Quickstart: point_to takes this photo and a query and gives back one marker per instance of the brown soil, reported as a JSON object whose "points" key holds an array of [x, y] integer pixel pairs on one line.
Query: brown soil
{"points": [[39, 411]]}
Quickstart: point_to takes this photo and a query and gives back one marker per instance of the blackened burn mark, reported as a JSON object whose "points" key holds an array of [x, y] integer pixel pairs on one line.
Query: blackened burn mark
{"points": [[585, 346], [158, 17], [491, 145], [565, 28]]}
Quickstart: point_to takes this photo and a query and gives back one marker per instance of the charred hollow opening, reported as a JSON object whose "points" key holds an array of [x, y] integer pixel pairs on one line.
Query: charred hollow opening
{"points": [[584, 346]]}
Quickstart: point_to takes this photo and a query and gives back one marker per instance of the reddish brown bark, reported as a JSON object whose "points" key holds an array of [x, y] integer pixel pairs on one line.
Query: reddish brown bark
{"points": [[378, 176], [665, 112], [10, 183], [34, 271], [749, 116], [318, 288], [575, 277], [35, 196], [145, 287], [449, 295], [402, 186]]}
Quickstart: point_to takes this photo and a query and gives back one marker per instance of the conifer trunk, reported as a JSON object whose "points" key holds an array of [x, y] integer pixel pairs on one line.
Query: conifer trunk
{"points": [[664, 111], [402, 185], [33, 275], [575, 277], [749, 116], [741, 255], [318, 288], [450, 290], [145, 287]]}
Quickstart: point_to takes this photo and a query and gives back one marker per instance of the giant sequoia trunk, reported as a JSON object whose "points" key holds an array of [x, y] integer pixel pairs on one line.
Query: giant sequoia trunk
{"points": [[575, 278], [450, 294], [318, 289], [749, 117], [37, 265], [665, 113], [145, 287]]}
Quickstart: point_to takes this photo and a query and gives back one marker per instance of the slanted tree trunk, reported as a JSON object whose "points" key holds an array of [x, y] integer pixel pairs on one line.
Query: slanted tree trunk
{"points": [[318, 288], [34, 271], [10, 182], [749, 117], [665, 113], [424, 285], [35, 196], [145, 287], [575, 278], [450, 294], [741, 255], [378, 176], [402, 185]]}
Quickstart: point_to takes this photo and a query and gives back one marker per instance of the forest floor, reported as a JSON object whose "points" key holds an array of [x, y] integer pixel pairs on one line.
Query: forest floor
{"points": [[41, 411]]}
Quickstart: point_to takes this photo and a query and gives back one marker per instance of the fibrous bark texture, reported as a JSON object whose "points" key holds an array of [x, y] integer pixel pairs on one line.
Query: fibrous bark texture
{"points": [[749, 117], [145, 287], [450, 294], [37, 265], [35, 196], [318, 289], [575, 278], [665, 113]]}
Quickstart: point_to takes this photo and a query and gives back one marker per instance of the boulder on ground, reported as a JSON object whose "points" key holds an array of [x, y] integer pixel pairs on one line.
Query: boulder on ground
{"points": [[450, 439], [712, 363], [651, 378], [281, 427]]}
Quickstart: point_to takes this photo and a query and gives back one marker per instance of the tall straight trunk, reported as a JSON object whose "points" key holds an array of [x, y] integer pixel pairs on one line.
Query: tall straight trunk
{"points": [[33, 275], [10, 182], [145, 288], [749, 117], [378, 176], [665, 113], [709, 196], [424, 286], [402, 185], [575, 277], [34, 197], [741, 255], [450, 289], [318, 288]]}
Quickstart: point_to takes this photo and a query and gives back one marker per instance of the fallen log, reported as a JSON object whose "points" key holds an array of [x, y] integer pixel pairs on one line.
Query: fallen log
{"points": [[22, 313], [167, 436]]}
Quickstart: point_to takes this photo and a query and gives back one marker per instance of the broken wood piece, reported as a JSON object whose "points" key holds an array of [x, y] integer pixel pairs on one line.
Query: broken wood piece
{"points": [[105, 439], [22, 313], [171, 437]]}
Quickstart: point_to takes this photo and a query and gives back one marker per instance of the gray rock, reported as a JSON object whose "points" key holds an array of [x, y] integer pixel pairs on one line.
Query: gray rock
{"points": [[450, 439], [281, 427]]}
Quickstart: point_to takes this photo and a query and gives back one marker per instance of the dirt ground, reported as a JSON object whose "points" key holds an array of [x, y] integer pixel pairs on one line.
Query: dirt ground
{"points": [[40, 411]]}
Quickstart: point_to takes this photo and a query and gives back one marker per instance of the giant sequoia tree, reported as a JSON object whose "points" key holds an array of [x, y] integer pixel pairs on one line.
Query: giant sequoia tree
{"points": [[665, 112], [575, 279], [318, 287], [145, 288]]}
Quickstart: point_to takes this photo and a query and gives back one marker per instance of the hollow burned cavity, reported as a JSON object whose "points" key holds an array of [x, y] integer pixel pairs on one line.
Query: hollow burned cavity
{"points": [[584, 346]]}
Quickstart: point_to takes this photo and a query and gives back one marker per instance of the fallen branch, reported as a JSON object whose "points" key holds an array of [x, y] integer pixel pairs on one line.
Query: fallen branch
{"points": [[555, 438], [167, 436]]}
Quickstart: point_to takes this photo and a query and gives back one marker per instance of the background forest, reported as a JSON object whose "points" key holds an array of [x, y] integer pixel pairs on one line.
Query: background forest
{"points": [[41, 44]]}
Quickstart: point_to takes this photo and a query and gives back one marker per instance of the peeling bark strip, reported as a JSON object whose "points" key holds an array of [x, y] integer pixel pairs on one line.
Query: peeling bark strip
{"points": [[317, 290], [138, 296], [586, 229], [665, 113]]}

■ ■ ■

Activity: The records above are to be reproduced exactly, with nothing left out.

Exercise output:
Quickstart: point_to takes this photo and a query and gives back one marker per instance of the brown soil, reported as a JSON object whose "points" key holds an array of [x, y] integer pixel pairs on one line.
Query: brown soil
{"points": [[39, 411]]}
Quickstart: point_to takes this photo and a query and gives back one marker per instance of the blackened burn mark, reported as a JSON object whose "points" key holds an array of [x, y] integer pixel pairs on one line.
Query: blackened burn mark
{"points": [[585, 346], [158, 17], [491, 145], [565, 28]]}
Quickstart: point_to takes this photo and a query and gives back one marker per instance of the charred hollow opening, reported as a JSON object whose "points" key holds an array of [x, y] integer pixel pairs on one line.
Query: charred hollow opening
{"points": [[584, 346]]}
Quickstart: point_to takes this photo and a query and gives back one marker per instance of the reddish brown bark, reported as a JSON object whose "points" key holds an array of [x, y] integer pixel pairs on one line.
Query: reddish brown bark
{"points": [[378, 176], [665, 112], [10, 183], [34, 271], [749, 116], [318, 288], [575, 277], [35, 196], [145, 287], [449, 295], [402, 186]]}
Quickstart: point_to takes this photo and a query and gives back one marker per instance of the conifer trunk, reported as a JSON object whose "points" key holds an array of [x, y] integer pixel pairs on one line.
Query: conifer trunk
{"points": [[664, 111], [402, 185], [33, 275], [575, 277], [749, 116], [741, 255], [318, 288], [450, 290], [145, 287]]}
Quickstart: point_to takes this photo and a query and gives back one marker per instance of the giant sequoia trunk, reported as a JSON object whose "points" key holds an array of [x, y] integer pixel pairs on one line.
Query: giant sequoia trunk
{"points": [[575, 278], [450, 294], [318, 289], [749, 117], [37, 265], [665, 113], [145, 287]]}
Quickstart: point_to takes this photo and a query and gives back one marker per instance of the slanted tree trunk, reported as a JSON object whose "points" key holds an array of [x, y] integer pixel pairs on one line.
Query: slanted tree trunk
{"points": [[318, 288], [34, 271], [10, 182], [749, 117], [665, 113], [424, 285], [35, 196], [145, 287], [575, 278], [450, 294], [741, 255], [378, 176], [402, 185]]}
Quickstart: point_to takes this photo and a query and gives back one marker per instance of the forest floor, reported as a JSON object whose "points" key holds an array of [x, y] integer pixel pairs on one line.
Query: forest floor
{"points": [[41, 411]]}
Quickstart: point_to takes this photo and a query and gives back one marker per instance of the fibrous bark texture, reported as a JSON object whose "points" key holds an array of [x, y] integer pixel pairs on one line.
Query: fibrous bark texture
{"points": [[749, 117], [145, 287], [450, 294], [37, 265], [35, 196], [318, 289], [575, 278], [665, 113]]}
Quickstart: point_to takes this photo and a query and gives back one marker per instance of the boulder on ground, reported as a JSON object whose "points" key holds an array of [x, y] integer pixel pairs on one line.
Query: boulder on ground
{"points": [[450, 439], [712, 363], [651, 378], [281, 427]]}
Quickstart: point_to takes this photo and a query and gives back one marker per instance of the tall straight trunk, reported as a JSON object whose "points" key holds an array of [x, y] integer pixel pairs on one line.
Query: tall straight trunk
{"points": [[33, 275], [10, 182], [145, 288], [749, 117], [378, 176], [665, 113], [709, 196], [424, 286], [402, 185], [575, 277], [34, 197], [741, 255], [450, 289], [318, 288]]}
Quickstart: point_to takes this photo and a query and gives back one marker per instance of the fallen log, reported as a JSON object whose "points" key holds an array of [x, y] integer pixel pairs on one line.
Query: fallen log
{"points": [[22, 313], [167, 436]]}
Quickstart: point_to takes this photo and a query and gives back one marker per instance of the broken wood piece, reported as a JSON object whose "points" key holds an array of [x, y] integer pixel pairs on one line.
Query: broken wood piece
{"points": [[105, 439], [22, 313], [171, 437]]}
Quickstart: point_to takes this photo and a query and gives back one marker per instance of the gray rock, reported as a JSON object whose "points" key holds an array of [x, y] integer pixel pairs on one line.
Query: gray rock
{"points": [[450, 439], [281, 427]]}
Quickstart: point_to takes this photo and a query and gives back one marker per instance of the dirt ground, reported as a JSON object whose "points" key holds an array of [x, y] integer pixel pairs on one line.
Query: dirt ground
{"points": [[40, 411]]}
Quickstart: point_to takes this photo and a query and gives back one marker per instance of the giant sequoia tree, reported as a JSON object whose "points" key holds an array of [x, y] integer pixel pairs on one line.
Query: giant sequoia tree
{"points": [[665, 112], [575, 279], [318, 287], [145, 288]]}
Quickstart: point_to takes this photo and a query and gives back one marker per instance of the hollow burned cavity, reported as a JSON object whose "points" key holds an array of [x, y] integer pixel pairs on one line.
Query: hollow burned cavity
{"points": [[584, 346]]}
Quickstart: point_to takes this photo and a query and gives back one marker per instance of the fallen branch, reported as a JSON object whose "points" key holds an array of [x, y] integer pixel pairs on one line.
Query: fallen branch
{"points": [[555, 438], [167, 436]]}
Quickstart: point_to takes this photo and a query and gives back one marker per instance of the background forest, reported as a JSON object whose "points" key holds an array of [x, y] integer pixel pairs on one line.
Query: background forest
{"points": [[41, 44]]}
Quickstart: point_to takes this photo and a query and gives back one marker per instance of the peeling bark strip, reported as a JSON object whose "points" key holds an array of [x, y] integer pixel pairs on one line.
Query: peeling bark strip
{"points": [[317, 290], [138, 296], [586, 229], [665, 113]]}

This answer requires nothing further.